DOCUMENT EXCERPT.
+===+
Negative control miRNA (miR-NC) and anti-miR-21 plasmids were designed and purchased by Sangon Biotech Co., Ltd. The sequences were as follows: Anti-miR-21, 5′-UCAACAUCAGUCUGAUAAGCUA-3′; and miR-NC, 5′-CAGUACUUUUGUGUAGUACAA-3′. The H9c2 cells were divided into three groups: Control group, in which cells were transfected with miR-NC plasmids for 48 h; trimetazidine group, in which cells were treated with 10 µM trimetazidine for 48 h; and anti-miR-21 group, in which cells were transfected with anti-miR-21 plasmids for 24 h and were then treated with 10 µM trimetazidine for 48 h. The plasmids were transfected into H9c2 cells using Lipofectamine 2000 (Invitrogen; Thermo Fisher Scientific, Inc.) according to the manufacturer's protocol.

Quantitative polymerase chain reaction (qPCR) assay of miRNA-21

Rats were anesthetized with pentobarbital sodium (50 mg/kg, i.p.) and were sacrificed by decapitation. Subsequently, heart tissues were obtained from the pericardium and were washed with phosphate-buffered saline. miRNA-21 expression was detected in heart tissue samples or H9c2 cells following RNA extraction using TRIzol reagent (Invitrogen; Thermo Fisher Scientific, Inc., Waltham, MA, USA), according to the manufacturer's protocol. cDNA was generated from total RNA (1 µg) using the Superscript First-Strand Synthesis system (Invitrogen; Thermo Fisher Scientific, Inc.) at 37°C for 60 min and 85°C for 60 sec. The primers used in the present study were as follows: miR-21, forward 5′-GGGGGTACCCTTCAGGAAGCTGGTTTC-3′, reverse 5′-GGGGATATCTACATGTGAGGCAGGTTCTCAC-3′; and U6, forward 5′-CGCTTCGGCACATATACTA-3′ and reverse 5′-CGCTTCACGAATTTGCGTGTCA-3′ (Sangon Biotech Co., Ltd.). qPCR detection of miR-21 expression was performed on a 7300 Sequence Detection system (Applied Biosystems; Thermo Fisher Scientific, Inc.) using the TaqMan MicroRNA Assay kit (Invitrogen; Thermo Fisher Scientific, Inc.), according to the manufacturer's protocols. The PCR cycling conditions were as follows: 94°C for 60 sec, followed by 40 cycles at 95°C for 15 sec, 60°C for 30 sec and 72°C for 15 sec. The expression levels of miR-21 were normalized to U6, and the levels were quantified using the 2−ΔΔCq method (14).
+===+
MATERIAL SHOWN.

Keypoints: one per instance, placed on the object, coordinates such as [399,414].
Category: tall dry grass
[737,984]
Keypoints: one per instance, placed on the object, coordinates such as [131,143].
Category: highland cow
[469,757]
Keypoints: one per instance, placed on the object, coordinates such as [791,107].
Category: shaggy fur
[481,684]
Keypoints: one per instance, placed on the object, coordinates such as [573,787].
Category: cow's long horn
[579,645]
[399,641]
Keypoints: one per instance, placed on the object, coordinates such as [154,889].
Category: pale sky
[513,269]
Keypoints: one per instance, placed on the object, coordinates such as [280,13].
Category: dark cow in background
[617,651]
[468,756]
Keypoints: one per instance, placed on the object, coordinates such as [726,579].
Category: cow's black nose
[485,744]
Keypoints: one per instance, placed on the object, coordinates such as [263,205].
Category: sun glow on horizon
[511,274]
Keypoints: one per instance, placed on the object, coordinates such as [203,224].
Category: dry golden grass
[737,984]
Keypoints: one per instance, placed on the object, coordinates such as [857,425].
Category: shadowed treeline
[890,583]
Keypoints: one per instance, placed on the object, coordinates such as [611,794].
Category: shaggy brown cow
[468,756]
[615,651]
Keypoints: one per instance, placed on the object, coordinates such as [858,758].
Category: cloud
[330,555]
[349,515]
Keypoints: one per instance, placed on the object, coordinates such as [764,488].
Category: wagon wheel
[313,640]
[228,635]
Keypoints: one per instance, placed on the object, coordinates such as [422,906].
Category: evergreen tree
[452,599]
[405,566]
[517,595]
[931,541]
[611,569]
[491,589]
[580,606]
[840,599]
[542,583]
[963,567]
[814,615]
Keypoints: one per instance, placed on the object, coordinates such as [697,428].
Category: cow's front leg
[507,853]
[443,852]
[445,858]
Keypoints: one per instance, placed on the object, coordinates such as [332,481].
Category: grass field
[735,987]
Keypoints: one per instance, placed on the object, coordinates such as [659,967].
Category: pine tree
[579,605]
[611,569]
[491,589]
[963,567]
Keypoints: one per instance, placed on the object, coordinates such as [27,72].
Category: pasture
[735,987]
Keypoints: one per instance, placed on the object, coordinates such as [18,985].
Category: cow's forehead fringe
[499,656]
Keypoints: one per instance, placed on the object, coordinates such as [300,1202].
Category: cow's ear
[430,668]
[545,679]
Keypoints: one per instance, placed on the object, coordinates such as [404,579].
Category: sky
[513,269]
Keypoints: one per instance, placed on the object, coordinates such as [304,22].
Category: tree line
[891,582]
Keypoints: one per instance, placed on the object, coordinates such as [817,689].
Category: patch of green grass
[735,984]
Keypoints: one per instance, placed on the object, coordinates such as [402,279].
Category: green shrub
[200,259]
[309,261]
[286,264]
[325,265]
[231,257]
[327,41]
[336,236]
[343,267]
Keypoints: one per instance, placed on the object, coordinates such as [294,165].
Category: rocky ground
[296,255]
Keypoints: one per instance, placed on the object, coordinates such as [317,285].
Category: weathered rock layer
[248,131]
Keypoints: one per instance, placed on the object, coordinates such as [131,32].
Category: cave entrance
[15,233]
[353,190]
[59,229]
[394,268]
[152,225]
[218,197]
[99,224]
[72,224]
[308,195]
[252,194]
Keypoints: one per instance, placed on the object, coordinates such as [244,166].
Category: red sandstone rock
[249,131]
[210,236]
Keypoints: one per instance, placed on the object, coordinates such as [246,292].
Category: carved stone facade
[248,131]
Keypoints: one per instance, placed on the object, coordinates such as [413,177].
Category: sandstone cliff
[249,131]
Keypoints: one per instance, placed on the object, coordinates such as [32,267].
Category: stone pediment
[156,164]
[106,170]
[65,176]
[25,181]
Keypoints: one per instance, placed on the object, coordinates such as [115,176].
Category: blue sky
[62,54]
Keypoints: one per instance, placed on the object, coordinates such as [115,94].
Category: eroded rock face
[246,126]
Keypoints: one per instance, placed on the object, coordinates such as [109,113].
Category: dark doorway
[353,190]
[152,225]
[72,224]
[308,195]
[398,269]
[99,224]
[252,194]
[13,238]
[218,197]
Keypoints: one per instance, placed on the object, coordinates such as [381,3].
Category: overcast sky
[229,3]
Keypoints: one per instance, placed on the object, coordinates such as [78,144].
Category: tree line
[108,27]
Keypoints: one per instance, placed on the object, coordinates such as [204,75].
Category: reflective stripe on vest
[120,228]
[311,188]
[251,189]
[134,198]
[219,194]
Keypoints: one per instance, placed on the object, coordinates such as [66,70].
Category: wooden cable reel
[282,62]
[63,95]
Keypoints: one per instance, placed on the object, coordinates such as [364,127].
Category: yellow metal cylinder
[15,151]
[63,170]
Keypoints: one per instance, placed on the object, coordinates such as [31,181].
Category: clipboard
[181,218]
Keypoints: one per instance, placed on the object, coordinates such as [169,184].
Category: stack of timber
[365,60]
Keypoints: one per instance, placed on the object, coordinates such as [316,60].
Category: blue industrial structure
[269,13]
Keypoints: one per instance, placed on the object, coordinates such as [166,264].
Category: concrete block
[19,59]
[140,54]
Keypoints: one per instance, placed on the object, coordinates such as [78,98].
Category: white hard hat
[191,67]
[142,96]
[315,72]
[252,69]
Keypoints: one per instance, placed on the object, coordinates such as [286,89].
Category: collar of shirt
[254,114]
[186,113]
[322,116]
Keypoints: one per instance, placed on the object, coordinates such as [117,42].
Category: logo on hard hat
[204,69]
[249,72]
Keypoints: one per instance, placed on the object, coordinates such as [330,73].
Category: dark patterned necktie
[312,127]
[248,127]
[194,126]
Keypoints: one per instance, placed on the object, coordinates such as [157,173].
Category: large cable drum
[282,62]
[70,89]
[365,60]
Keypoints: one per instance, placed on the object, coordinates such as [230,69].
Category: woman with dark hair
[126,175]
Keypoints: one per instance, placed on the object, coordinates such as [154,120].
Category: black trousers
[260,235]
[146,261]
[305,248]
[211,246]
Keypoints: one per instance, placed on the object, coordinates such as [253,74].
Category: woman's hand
+===+
EXERCISE SET.
(a) Please list every product that the methods text attributes to Invitrogen.
(b) Reproduce the methods text word for word between "Negative control miRNA" and "Inc.) according to the manufacturer's protocol.", inclusive.
The lines are not needed.

RESULTS OF THE TASKS.
(a)
- Lipofectamine 2000
- TRIzol reagent
- Superscript First-Strand Synthesis system
- TaqMan MicroRNA Assay kit

(b)
Negative control miRNA (miR-NC) and anti-miR-21 plasmids were designed and purchased by Sangon Biotech Co., Ltd. The sequences were as follows: Anti-miR-21, 5′-UCAACAUCAGUCUGAUAAGCUA-3′; and miR-NC, 5′-CAGUACUUUUGUGUAGUACAA-3′. The H9c2 cells were divided into three groups: Control group, in which cells were transfected with miR-NC plasmids for 48 h; trimetazidine group, in which cells were treated with 10 µM trimetazidine for 48 h; and anti-miR-21 group, in which cells were transfected with anti-miR-21 plasmids for 24 h and were then treated with 10 µM trimetazidine for 48 h. The plasmids were transfected into H9c2 cells using Lipofectamine 2000 (Invitrogen; Thermo Fisher Scientific, Inc.) according to the manufacturer's protocol.